Work instructions:
In the listing below, count the lines that contain the string "tower", and state that number without further words.

Data listing:

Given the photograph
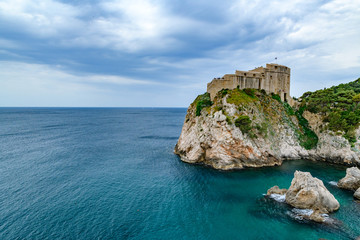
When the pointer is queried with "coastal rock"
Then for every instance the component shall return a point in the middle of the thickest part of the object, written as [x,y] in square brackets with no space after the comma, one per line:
[276,190]
[307,192]
[210,135]
[357,194]
[352,179]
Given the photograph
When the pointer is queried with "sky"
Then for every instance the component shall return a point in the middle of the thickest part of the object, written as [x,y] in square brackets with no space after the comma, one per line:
[158,53]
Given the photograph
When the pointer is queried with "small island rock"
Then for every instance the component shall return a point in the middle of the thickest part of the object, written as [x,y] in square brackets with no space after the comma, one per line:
[357,194]
[307,192]
[352,179]
[276,190]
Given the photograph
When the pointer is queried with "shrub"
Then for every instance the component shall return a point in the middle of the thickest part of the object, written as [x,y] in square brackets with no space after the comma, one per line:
[244,123]
[202,101]
[228,120]
[276,97]
[250,92]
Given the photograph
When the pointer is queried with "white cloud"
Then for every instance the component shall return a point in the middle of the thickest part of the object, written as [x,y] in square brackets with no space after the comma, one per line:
[46,18]
[24,84]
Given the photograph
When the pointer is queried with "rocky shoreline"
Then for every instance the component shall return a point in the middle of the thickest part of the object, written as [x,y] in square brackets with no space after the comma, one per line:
[212,136]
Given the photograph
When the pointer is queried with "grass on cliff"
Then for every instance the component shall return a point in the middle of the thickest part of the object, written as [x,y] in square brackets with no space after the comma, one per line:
[339,106]
[202,101]
[307,137]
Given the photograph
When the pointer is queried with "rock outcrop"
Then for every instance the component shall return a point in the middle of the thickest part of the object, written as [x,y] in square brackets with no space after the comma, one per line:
[357,194]
[276,190]
[352,179]
[254,130]
[307,192]
[310,194]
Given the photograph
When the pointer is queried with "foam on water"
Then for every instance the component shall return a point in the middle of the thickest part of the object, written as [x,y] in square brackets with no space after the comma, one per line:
[333,183]
[278,197]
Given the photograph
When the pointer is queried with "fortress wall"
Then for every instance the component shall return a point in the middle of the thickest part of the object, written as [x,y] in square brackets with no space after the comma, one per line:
[218,84]
[273,79]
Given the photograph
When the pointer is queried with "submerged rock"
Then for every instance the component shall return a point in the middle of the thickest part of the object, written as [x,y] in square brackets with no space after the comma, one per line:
[307,192]
[352,179]
[276,190]
[309,197]
[357,194]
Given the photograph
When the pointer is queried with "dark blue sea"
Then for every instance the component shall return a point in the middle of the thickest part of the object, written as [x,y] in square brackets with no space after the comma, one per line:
[110,173]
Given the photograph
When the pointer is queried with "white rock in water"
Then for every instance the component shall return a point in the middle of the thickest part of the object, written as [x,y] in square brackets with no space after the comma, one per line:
[357,194]
[352,179]
[307,192]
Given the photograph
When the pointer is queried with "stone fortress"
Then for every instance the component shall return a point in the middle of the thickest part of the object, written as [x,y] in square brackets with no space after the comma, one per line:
[273,78]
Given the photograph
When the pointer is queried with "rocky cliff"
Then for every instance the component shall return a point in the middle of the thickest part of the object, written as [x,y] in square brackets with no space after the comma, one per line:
[249,128]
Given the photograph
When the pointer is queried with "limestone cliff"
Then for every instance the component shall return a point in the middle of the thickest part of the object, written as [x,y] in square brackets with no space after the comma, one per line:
[249,128]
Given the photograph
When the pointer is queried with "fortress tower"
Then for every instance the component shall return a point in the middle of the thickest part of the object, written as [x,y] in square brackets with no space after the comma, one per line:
[273,78]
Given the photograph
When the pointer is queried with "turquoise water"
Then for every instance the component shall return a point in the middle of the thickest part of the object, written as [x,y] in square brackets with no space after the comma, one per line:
[111,174]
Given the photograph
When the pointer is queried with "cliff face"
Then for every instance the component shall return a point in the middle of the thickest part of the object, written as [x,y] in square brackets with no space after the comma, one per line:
[248,128]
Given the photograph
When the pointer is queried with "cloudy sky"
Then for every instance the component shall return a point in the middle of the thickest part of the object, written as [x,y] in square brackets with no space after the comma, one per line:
[158,53]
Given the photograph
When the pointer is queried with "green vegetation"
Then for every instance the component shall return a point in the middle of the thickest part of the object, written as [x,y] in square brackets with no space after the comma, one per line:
[339,106]
[244,123]
[308,139]
[202,101]
[276,97]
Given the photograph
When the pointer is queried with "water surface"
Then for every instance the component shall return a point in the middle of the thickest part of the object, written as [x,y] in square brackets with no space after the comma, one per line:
[110,173]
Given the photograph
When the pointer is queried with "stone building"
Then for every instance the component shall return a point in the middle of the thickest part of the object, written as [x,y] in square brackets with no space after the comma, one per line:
[273,78]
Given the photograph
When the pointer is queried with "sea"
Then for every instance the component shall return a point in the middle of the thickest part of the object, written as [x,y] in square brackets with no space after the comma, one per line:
[111,173]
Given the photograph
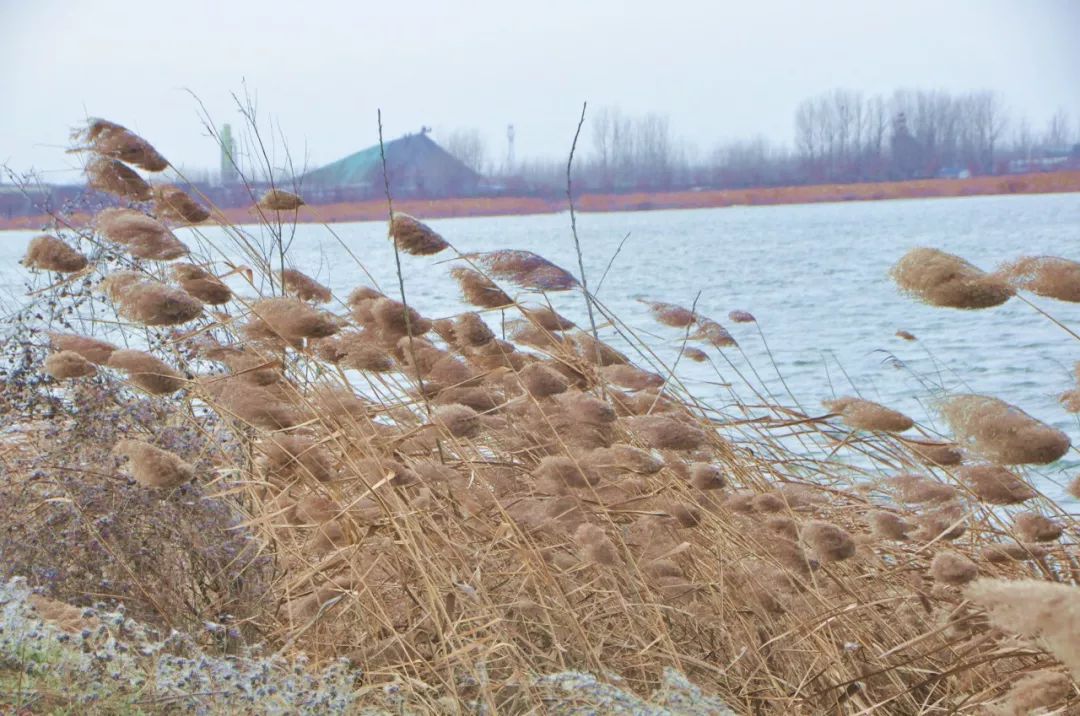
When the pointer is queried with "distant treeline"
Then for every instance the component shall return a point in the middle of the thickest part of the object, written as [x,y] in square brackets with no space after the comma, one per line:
[840,136]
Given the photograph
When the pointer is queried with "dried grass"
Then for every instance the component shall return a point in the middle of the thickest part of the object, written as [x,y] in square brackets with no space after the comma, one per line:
[1045,275]
[68,364]
[152,467]
[415,237]
[866,415]
[1044,611]
[944,280]
[147,372]
[116,178]
[48,253]
[1002,433]
[174,204]
[305,287]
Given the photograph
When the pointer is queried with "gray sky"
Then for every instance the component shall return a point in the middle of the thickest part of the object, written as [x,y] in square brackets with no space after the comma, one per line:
[719,70]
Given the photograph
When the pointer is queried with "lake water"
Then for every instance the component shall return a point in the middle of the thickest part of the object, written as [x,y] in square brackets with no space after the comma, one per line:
[815,277]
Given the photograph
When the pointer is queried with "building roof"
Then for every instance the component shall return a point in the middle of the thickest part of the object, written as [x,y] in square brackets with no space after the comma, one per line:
[416,164]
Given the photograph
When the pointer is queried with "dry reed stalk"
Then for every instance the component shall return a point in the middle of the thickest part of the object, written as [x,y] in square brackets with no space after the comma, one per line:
[48,253]
[480,291]
[527,270]
[92,349]
[116,142]
[1043,611]
[116,178]
[944,280]
[68,364]
[201,284]
[152,467]
[174,204]
[1002,433]
[866,415]
[278,200]
[1045,275]
[305,287]
[953,568]
[415,237]
[147,372]
[154,304]
[143,235]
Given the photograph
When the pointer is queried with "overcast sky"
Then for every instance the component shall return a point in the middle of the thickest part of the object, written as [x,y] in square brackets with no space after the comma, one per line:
[718,69]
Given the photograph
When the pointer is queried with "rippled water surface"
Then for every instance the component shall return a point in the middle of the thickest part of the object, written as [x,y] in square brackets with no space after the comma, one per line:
[815,277]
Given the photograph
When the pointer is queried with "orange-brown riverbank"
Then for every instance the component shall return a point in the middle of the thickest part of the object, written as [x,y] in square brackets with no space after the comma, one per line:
[1022,184]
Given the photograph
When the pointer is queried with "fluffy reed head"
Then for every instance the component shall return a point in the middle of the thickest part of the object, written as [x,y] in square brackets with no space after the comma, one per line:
[866,415]
[527,270]
[68,364]
[480,291]
[671,314]
[288,319]
[415,237]
[1047,611]
[116,142]
[152,467]
[48,253]
[953,568]
[154,304]
[278,200]
[828,542]
[92,349]
[143,237]
[1001,432]
[944,280]
[174,204]
[994,484]
[1034,527]
[201,284]
[305,287]
[1045,275]
[147,372]
[117,178]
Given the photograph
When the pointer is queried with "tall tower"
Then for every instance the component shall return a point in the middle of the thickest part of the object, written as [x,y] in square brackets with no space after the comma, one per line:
[230,169]
[510,148]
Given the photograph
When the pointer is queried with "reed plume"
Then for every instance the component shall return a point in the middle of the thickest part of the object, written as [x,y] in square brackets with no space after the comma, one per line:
[278,200]
[117,178]
[1045,275]
[1002,433]
[143,237]
[152,467]
[48,253]
[527,270]
[68,364]
[174,204]
[305,287]
[480,291]
[92,349]
[201,284]
[147,372]
[415,237]
[116,142]
[866,415]
[944,280]
[1044,611]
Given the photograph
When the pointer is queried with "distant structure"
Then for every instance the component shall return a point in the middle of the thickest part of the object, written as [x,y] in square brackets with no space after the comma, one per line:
[230,167]
[510,148]
[416,165]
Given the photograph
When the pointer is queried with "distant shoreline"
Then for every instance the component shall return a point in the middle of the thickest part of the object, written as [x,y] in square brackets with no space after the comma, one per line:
[375,210]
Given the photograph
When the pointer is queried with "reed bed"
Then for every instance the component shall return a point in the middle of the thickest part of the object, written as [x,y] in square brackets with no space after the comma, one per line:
[459,510]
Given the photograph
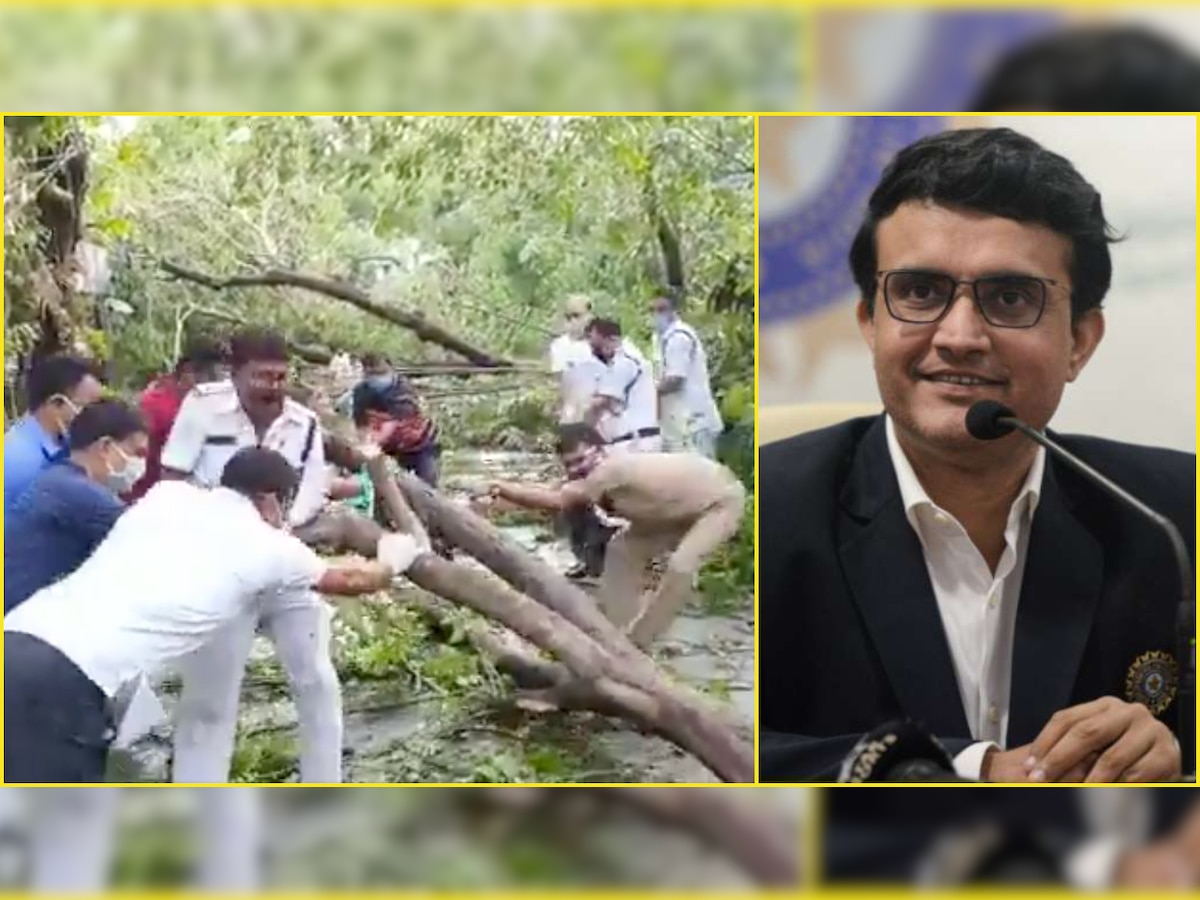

Finished task:
2